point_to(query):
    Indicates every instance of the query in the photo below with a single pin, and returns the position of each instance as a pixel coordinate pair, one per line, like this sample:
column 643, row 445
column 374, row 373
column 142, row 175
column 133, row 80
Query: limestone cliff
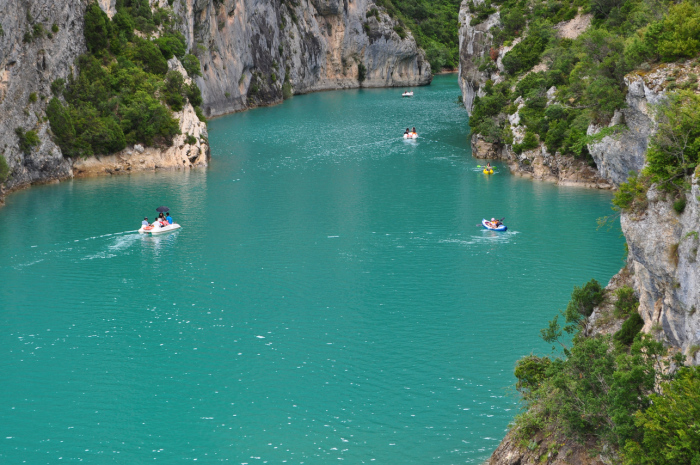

§ §

### [Assignment]
Whenever the string "column" shows up in a line above, copy that line.

### [Result for this task]
column 643, row 445
column 374, row 373
column 142, row 175
column 133, row 80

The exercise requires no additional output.